*Work required*:
Every line from the one that contains "Practice. Place a point on every instance of the raised" to the last line of the listing below should be quoted verbatim. Pictures are excluded.

==== Materials provided ====

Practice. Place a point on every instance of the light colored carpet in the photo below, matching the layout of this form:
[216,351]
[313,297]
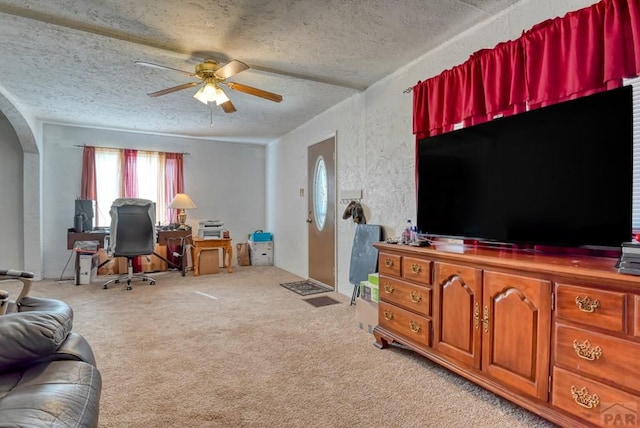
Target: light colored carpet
[239,350]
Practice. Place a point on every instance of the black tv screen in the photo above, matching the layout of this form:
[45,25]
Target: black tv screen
[559,175]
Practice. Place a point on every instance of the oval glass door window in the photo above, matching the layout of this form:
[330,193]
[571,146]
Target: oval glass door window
[320,193]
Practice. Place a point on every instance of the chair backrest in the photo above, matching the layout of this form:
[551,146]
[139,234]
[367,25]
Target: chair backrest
[132,227]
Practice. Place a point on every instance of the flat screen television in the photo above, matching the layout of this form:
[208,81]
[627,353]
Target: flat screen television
[555,176]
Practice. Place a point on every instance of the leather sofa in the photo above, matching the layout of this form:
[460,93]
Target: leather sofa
[48,374]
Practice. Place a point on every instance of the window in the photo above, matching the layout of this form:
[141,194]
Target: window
[120,173]
[320,193]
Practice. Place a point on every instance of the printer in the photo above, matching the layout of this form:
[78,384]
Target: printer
[210,229]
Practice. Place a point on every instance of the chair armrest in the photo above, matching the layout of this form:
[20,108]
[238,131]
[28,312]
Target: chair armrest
[30,336]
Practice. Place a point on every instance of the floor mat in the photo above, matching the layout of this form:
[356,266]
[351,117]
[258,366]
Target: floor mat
[305,288]
[321,301]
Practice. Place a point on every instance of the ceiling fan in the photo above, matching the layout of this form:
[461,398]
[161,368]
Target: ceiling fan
[211,76]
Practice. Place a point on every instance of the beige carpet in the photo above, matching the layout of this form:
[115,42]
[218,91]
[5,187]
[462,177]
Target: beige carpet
[239,350]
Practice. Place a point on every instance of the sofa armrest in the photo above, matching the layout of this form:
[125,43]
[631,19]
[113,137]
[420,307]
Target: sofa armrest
[26,337]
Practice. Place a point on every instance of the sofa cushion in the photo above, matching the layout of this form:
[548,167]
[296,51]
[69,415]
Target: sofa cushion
[26,337]
[55,394]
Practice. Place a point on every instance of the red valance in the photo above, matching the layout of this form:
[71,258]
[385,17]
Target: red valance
[585,51]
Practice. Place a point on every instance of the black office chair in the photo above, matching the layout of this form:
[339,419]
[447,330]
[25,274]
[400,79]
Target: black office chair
[132,234]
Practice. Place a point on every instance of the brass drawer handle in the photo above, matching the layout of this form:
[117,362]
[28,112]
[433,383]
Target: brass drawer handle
[585,304]
[586,351]
[485,319]
[416,297]
[476,315]
[584,398]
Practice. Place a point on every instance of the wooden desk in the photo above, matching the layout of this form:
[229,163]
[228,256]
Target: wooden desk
[200,245]
[181,237]
[164,237]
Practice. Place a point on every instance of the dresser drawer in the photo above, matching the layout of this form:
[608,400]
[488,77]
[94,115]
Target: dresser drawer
[390,264]
[409,296]
[591,400]
[418,270]
[598,308]
[414,327]
[598,355]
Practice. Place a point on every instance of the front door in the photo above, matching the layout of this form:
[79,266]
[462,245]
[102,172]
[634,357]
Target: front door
[322,211]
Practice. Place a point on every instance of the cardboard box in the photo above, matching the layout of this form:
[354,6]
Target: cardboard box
[86,268]
[261,253]
[366,315]
[374,278]
[209,261]
[369,292]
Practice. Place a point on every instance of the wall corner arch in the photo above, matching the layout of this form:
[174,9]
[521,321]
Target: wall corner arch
[31,187]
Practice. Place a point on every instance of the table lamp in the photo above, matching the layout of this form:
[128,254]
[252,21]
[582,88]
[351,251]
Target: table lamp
[182,202]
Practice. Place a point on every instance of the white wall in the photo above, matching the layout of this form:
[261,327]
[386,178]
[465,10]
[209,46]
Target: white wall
[225,180]
[375,144]
[11,198]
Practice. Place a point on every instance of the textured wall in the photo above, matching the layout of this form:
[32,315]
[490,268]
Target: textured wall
[375,144]
[11,208]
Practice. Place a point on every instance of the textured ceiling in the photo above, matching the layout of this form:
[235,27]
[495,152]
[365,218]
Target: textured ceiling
[73,61]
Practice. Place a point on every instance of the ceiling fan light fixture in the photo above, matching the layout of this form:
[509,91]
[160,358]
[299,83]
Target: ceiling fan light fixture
[206,94]
[221,97]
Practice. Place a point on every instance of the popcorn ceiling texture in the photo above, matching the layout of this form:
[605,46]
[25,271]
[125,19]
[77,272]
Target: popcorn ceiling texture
[72,61]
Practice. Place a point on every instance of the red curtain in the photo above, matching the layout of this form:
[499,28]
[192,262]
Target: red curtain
[174,181]
[585,51]
[130,176]
[88,186]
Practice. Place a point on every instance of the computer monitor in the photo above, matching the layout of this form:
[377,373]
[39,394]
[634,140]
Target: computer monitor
[86,208]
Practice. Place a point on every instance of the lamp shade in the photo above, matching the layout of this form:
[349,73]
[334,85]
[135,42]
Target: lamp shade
[182,201]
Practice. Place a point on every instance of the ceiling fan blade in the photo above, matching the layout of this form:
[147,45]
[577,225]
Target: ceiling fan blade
[232,68]
[174,89]
[254,91]
[228,107]
[163,67]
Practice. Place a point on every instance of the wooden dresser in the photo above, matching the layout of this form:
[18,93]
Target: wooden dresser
[557,335]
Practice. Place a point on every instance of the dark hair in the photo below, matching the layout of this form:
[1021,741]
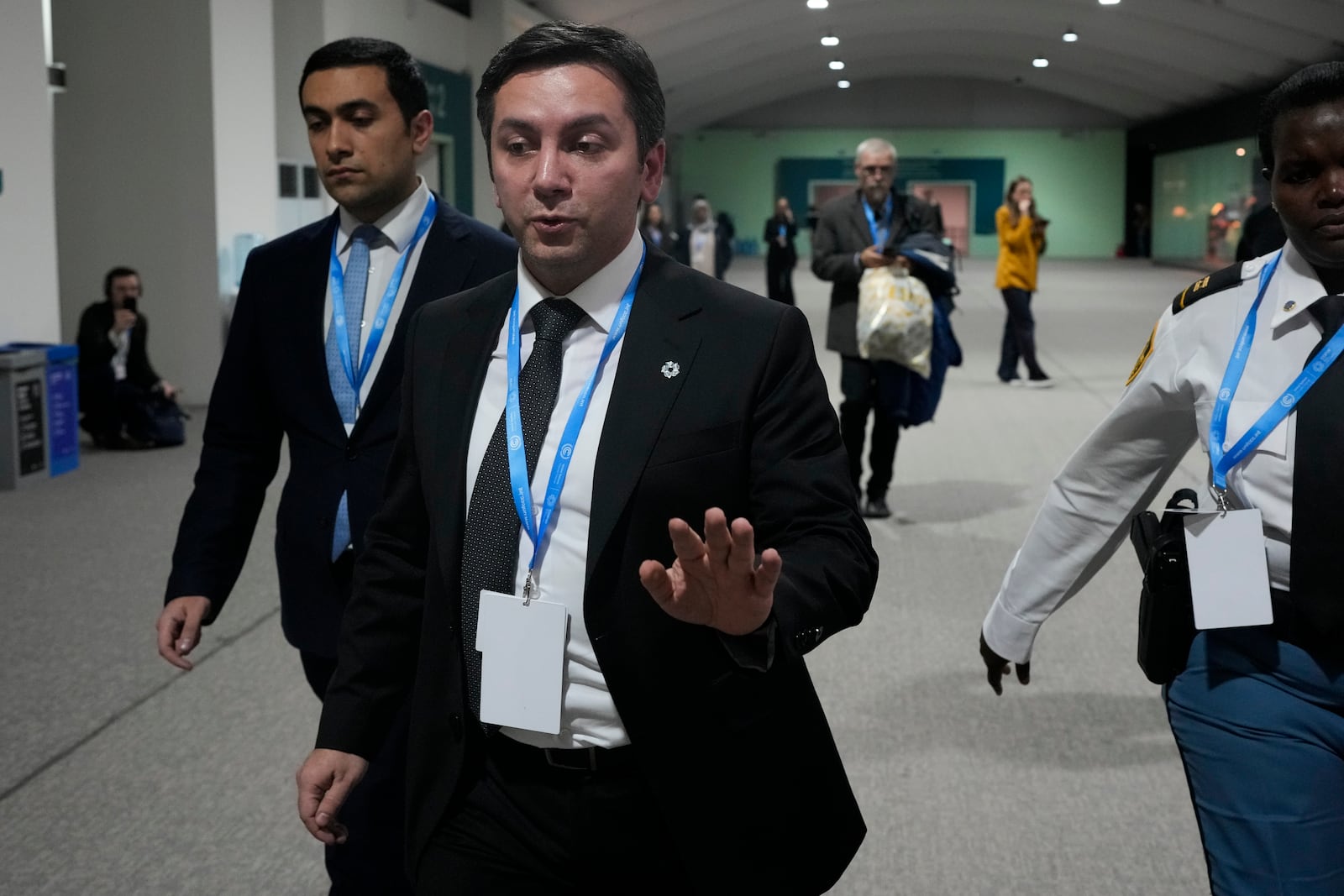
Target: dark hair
[113,275]
[405,81]
[562,43]
[1310,86]
[1014,214]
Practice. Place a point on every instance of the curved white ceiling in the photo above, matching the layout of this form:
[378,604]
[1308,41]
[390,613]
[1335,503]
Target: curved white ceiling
[726,62]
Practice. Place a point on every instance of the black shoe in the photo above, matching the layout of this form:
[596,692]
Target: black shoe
[877,510]
[120,443]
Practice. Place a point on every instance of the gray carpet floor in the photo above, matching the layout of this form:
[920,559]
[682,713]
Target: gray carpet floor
[121,775]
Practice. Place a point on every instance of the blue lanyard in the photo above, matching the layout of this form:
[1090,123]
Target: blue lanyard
[385,308]
[535,530]
[1277,411]
[879,233]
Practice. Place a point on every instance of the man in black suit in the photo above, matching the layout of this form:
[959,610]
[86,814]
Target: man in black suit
[116,376]
[853,233]
[781,254]
[315,354]
[640,719]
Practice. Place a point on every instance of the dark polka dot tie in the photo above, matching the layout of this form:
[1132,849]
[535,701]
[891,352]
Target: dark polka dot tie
[490,546]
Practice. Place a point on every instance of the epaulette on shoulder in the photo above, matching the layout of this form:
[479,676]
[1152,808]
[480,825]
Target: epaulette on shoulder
[1215,282]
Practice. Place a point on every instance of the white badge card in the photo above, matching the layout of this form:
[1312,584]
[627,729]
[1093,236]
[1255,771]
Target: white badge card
[1229,575]
[522,661]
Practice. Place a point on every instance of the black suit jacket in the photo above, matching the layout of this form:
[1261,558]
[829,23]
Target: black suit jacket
[273,383]
[786,254]
[840,233]
[741,761]
[97,349]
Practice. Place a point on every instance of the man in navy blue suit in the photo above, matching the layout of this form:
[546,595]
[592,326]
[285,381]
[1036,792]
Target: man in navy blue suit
[315,354]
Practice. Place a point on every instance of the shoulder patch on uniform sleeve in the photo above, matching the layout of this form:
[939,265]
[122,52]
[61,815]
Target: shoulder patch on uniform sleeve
[1142,355]
[1215,282]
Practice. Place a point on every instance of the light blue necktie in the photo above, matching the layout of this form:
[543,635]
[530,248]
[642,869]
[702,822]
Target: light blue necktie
[356,281]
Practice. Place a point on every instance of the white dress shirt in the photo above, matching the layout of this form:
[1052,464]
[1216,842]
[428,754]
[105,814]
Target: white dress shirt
[588,712]
[1122,465]
[396,226]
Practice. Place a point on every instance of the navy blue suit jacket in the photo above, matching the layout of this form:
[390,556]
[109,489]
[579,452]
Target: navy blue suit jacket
[273,383]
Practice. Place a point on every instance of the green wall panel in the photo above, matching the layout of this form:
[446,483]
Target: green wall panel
[1200,201]
[1079,177]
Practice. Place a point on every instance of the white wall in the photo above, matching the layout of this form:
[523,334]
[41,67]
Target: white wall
[30,308]
[136,170]
[244,96]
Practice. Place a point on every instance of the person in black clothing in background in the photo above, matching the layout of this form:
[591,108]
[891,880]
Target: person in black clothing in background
[116,378]
[781,255]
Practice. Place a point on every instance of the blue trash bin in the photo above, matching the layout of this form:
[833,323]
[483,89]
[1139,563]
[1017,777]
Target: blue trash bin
[62,403]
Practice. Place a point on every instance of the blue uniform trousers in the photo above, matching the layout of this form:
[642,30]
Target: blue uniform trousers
[1260,725]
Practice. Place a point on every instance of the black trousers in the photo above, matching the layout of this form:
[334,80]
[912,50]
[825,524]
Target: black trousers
[528,828]
[373,860]
[779,277]
[859,385]
[1019,340]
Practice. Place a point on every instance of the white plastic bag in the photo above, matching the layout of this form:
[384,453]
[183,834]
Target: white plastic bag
[895,318]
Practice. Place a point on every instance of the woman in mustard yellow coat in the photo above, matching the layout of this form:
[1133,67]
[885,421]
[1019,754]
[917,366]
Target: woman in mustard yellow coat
[1021,237]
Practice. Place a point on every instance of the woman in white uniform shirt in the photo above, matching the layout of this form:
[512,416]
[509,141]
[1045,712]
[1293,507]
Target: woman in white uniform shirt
[1258,711]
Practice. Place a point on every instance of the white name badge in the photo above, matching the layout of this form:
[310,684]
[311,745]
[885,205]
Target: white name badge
[1229,575]
[522,661]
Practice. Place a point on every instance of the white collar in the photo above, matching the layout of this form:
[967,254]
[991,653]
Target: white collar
[598,296]
[396,226]
[1294,286]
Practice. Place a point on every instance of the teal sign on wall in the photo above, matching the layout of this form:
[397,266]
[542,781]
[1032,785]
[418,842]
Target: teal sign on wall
[450,103]
[795,175]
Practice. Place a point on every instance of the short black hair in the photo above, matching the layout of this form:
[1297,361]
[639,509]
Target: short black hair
[113,275]
[405,80]
[1310,86]
[562,43]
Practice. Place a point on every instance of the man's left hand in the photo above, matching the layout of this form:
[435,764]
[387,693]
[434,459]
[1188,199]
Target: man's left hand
[716,582]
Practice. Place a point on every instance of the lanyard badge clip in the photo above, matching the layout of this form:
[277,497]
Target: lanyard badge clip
[1221,499]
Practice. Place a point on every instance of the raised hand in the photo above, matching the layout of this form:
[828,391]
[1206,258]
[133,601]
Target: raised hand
[718,580]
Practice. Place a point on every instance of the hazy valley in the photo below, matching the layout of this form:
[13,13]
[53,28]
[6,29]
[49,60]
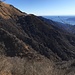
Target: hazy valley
[34,45]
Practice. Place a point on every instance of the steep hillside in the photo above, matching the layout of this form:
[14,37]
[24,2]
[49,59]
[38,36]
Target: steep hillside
[37,36]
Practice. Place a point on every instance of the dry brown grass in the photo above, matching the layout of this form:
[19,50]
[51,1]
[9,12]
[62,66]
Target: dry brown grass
[23,66]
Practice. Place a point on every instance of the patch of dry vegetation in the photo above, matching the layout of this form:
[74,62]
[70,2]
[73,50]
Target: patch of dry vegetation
[24,66]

====

*Answer below*:
Practice. Place a point on every instance of the raised hand in the photo above, matching the layout of this form:
[828,391]
[1206,258]
[133,601]
Target: raised hand
[718,580]
Practice. Place a point on every instance of the hazy valley in the photo below, matching the layout of this form:
[13,13]
[53,28]
[6,29]
[49,60]
Target: hazy valley
[34,45]
Practice. Place a point on every instance of the steep hillside in the photo above, matching the layout of this form:
[14,37]
[24,2]
[49,59]
[38,36]
Target: steep hillside
[37,36]
Practice. Place a point on every instance of the dry brown grass in the photo above, matching the layout of this form:
[19,50]
[51,1]
[9,12]
[62,66]
Target: dry brown grass
[23,66]
Practice. Place a point on every instance of the patch of dry vegetation in the photo above, matching the layout of this form:
[74,62]
[70,2]
[73,50]
Target: patch of dry vegetation
[24,66]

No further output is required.